[BEGIN]

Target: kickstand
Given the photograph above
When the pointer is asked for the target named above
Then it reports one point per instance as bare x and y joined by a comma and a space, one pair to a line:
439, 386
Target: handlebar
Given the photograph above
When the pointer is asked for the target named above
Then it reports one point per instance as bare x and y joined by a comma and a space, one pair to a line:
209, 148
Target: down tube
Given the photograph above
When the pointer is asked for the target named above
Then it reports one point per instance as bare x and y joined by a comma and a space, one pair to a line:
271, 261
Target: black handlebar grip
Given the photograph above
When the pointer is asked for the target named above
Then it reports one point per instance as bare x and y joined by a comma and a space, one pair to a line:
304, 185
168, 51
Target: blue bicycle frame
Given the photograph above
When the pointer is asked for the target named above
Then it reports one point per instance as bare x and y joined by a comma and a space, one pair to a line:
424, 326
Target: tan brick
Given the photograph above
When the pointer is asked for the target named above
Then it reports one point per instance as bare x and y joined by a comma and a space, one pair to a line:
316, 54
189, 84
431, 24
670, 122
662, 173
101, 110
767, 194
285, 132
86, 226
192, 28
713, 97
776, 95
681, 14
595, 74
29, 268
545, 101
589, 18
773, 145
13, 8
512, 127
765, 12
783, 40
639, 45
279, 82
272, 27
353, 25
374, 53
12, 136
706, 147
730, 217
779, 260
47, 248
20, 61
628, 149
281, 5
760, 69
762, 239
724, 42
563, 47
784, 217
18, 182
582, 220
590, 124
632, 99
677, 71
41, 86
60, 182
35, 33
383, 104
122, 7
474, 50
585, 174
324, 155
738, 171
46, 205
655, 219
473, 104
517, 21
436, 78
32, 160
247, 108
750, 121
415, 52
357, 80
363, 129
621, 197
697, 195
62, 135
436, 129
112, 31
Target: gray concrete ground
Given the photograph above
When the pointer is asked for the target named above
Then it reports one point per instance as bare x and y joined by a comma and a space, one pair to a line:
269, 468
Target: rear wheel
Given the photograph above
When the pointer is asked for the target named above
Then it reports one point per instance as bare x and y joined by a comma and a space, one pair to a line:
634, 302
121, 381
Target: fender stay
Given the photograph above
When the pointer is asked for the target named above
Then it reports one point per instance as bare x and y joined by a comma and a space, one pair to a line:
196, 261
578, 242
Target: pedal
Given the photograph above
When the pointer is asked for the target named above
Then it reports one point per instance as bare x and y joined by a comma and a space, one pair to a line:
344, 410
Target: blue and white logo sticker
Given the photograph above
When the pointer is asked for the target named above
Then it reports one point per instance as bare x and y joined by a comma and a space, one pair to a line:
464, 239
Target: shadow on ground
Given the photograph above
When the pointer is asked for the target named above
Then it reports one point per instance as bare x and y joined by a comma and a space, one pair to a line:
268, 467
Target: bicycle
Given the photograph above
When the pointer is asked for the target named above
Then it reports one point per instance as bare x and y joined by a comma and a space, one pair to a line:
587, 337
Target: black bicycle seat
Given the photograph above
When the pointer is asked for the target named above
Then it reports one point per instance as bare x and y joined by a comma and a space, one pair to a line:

[END]

**To do**
Recast every row above as a numbered list, leaving out any blank lines.

**Task output**
1. Target: kickstand
2. Given the photograph above
3. When the pointer is asked for the target named above
4. Then it reports one point per instance as bare x and y joined by a comma and a space, one pair to a line:
5. 439, 386
6. Target: handlebar
7. Given the photograph above
8. When the pointer is asked for the target named above
9. Then it reports one point per instance as bare x and y joined by a comma and a space, one pair to a line:
10. 209, 148
11. Target: down tube
12. Given the photograph above
13. When the pointer is asked for the target named above
14. Then it reports one point per instance as bare x and y joined by a comma and a space, one pair to a line:
15. 271, 261
16. Target: black handlebar grip
17. Given the photograph above
18. When the pointer is asked for the target named above
19. Then it reports one point per instance as bare x and y joined by a comma and a space, one pair to a line:
20. 304, 185
21. 168, 51
22. Target: blue bicycle frame
23. Given the photograph above
24. When the pointer is asked for the target named above
25. Then it reports one point per instance as bare x and y joined by a comma and a space, one pair to a line:
26. 424, 326
27. Target: tan brick
28. Given the photograph above
29. When the pointer is asked for the target named above
30. Then it reports one point per instance as bare x and y joined by a comma and a space, one pair to a line:
31. 316, 54
32. 189, 84
33. 431, 24
34. 670, 122
35. 662, 173
36. 101, 110
37. 767, 194
38. 285, 132
39. 86, 226
40. 192, 28
41. 713, 97
42. 776, 95
43. 681, 14
44. 595, 74
45. 29, 268
46. 545, 101
47. 589, 18
48. 773, 145
49. 13, 8
50. 512, 127
51. 765, 12
52. 783, 40
53. 639, 45
54. 279, 82
55. 272, 27
56. 353, 25
57. 374, 53
58. 12, 136
59. 706, 147
60. 730, 217
61. 779, 260
62. 47, 248
63. 20, 61
64. 628, 149
65. 281, 5
66. 760, 69
67. 762, 239
68. 724, 42
69. 563, 47
70. 784, 217
71. 18, 182
72. 582, 220
73. 590, 124
74. 632, 99
75. 677, 71
76. 41, 86
77. 60, 182
78. 35, 33
79. 383, 104
80. 122, 7
81. 474, 50
82. 585, 174
83. 324, 155
84. 738, 171
85. 46, 205
86. 655, 219
87. 473, 104
88. 517, 21
89. 436, 78
90. 32, 160
91. 247, 108
92. 750, 121
93. 415, 52
94. 357, 80
95. 363, 129
96. 621, 197
97. 697, 195
98. 62, 135
99. 436, 129
100. 112, 31
101. Target: gray concrete ground
102. Given the photograph above
103. When the pointer is asked for the target named above
104. Then it reports one point per instance as bare x and y joined by a comma and a space, one pair to a line:
105. 269, 468
106. Target: rear wheel
107. Given the photograph above
108. When the pointer is asked for the target named above
109. Then it reports one point per instance as bare x and y joined by a comma and a space, one pair to a line:
110. 634, 302
111. 121, 381
112. Target: fender stay
113. Given the photograph above
114. When the pointer is asked for the target named above
115. Then it reports one point per instance as bare x and y joined by a comma and a space, one pair to a line:
116. 196, 261
117. 578, 242
118. Target: pedal
119. Given the photograph above
120. When the pointer is asked for the target named above
121. Then it reports one point per instance as bare x and y joined by a comma and a space, one pair to a line:
122. 344, 410
123. Target: blue and white logo sticker
124. Given the photograph above
125. When the pointer is asked for the target named above
126. Then it reports one point per instance as bare x and y joined by a comma and a space, one pair to a line:
127. 464, 239
128. Target: shadow on ground
129. Given the photograph above
130. When the pointer is asked for the target named above
131. Then it reports one point per instance as bare x and y joined by a comma and a space, one pair to a line:
132. 268, 467
133. Target: bicycle
134. Given the photograph above
135. When the pointer is asked for the target named above
136. Then it reports one point per instance as bare x and y joined by a comma and a space, one pair to a line:
137. 587, 337
138. Target: black bicycle seat
139. Given the photograph above
140. When the pointer is asked for the target named above
141. Then it reports one point per instance as bare x and y joined by a comma and a space, one pair to a line:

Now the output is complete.